---------- 本文

ねこを燃やす。

明日、抜け殻を燃やす。










君は5000円だった


店の人にアメリカンショートヘアに雑種が混じってるからだと言われた


目つきが悪く、目やにも出て、兄弟の方は可愛かったのに先に売れて君一人だったね


あーあ、あの可愛い子は売れたのかぁ



残念に思ったのを覚えてる


この子でいいや。


妥協した


可愛くないけど、不憫に思った


連れて帰らないのはかわいそうだと思った


その、妥協だった






君がきたのは私が19になってすぐの時だった。
だから君は20年ちょっと生きたことになる



君は私に一切懐かなかった




ほどなくして実家に帰り、君はわたしの母に懐き、私には見向きもしなくなった


私を見ると威嚇した


隠れた


そんな君を私も探した




だけど、なぜかこわかった。
近づくことが。

--------------------

**課題の目的:** 猫との日々をつづった本文を3文で要約せよ。 このあとのデータは本文と関係がない。

---------- データ行

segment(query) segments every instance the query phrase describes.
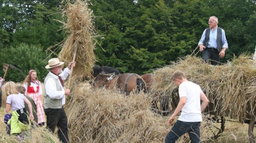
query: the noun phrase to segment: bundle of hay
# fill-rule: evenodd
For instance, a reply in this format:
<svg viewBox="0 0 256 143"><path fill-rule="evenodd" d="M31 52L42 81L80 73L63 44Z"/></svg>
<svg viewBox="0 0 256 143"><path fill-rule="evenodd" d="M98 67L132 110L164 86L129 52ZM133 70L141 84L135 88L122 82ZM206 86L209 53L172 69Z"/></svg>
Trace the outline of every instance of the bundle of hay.
<svg viewBox="0 0 256 143"><path fill-rule="evenodd" d="M93 52L99 37L95 32L92 11L88 8L86 1L77 1L74 4L67 1L62 13L66 21L60 21L67 29L68 36L63 44L59 58L66 63L72 61L75 49L77 51L75 58L73 79L91 77L91 71L95 62Z"/></svg>
<svg viewBox="0 0 256 143"><path fill-rule="evenodd" d="M74 87L65 107L72 142L163 142L167 122L151 112L143 93L126 97L89 86Z"/></svg>
<svg viewBox="0 0 256 143"><path fill-rule="evenodd" d="M242 55L218 66L203 63L198 57L181 58L154 71L152 90L169 95L170 100L178 97L178 88L171 79L172 73L177 70L201 87L218 115L243 119L255 116L256 69L251 57Z"/></svg>

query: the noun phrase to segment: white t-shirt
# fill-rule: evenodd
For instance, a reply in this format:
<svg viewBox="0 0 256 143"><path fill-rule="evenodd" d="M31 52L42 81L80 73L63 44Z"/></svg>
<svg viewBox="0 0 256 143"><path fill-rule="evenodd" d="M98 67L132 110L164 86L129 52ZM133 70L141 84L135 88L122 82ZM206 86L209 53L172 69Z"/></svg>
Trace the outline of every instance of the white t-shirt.
<svg viewBox="0 0 256 143"><path fill-rule="evenodd" d="M21 93L10 94L7 96L6 103L11 104L13 111L25 108L25 96Z"/></svg>
<svg viewBox="0 0 256 143"><path fill-rule="evenodd" d="M186 122L202 122L200 86L191 81L183 82L178 88L179 98L186 97L186 103L182 109L178 120Z"/></svg>

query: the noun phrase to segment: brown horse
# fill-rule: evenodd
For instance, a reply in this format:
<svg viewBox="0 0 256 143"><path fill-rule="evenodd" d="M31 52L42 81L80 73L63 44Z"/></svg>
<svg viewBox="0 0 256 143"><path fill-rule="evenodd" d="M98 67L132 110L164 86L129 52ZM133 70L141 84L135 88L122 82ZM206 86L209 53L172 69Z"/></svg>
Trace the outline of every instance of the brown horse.
<svg viewBox="0 0 256 143"><path fill-rule="evenodd" d="M113 89L116 85L118 76L115 74L100 73L94 80L92 84L94 87Z"/></svg>
<svg viewBox="0 0 256 143"><path fill-rule="evenodd" d="M118 89L128 95L131 92L146 91L147 86L143 79L135 73L100 73L92 82L93 87L105 87L109 89Z"/></svg>
<svg viewBox="0 0 256 143"><path fill-rule="evenodd" d="M151 89L151 86L153 84L154 75L152 73L144 74L141 76L141 78L145 81L147 85L147 87L148 90Z"/></svg>
<svg viewBox="0 0 256 143"><path fill-rule="evenodd" d="M116 82L116 85L121 92L128 95L132 91L147 91L147 85L141 76L136 73L121 74Z"/></svg>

--------------------

**課題の解答:** 明日、「君」と呼ぶ猫の抜け殻を燃やす。その猫は、アメリカンショートヘアに雑種が混じっているからと5000円で、可愛い兄弟が先に売れて一匹だけ残っており、可愛くないが不憫に思って妥協して連れて帰った猫で、20年ちょっと生きた。猫は書き手に一切懐かず、実家に帰ると母に懐いて書き手を威嚇し隠れ、書き手はそんな猫を探したが、近づくことがなぜかこわかった。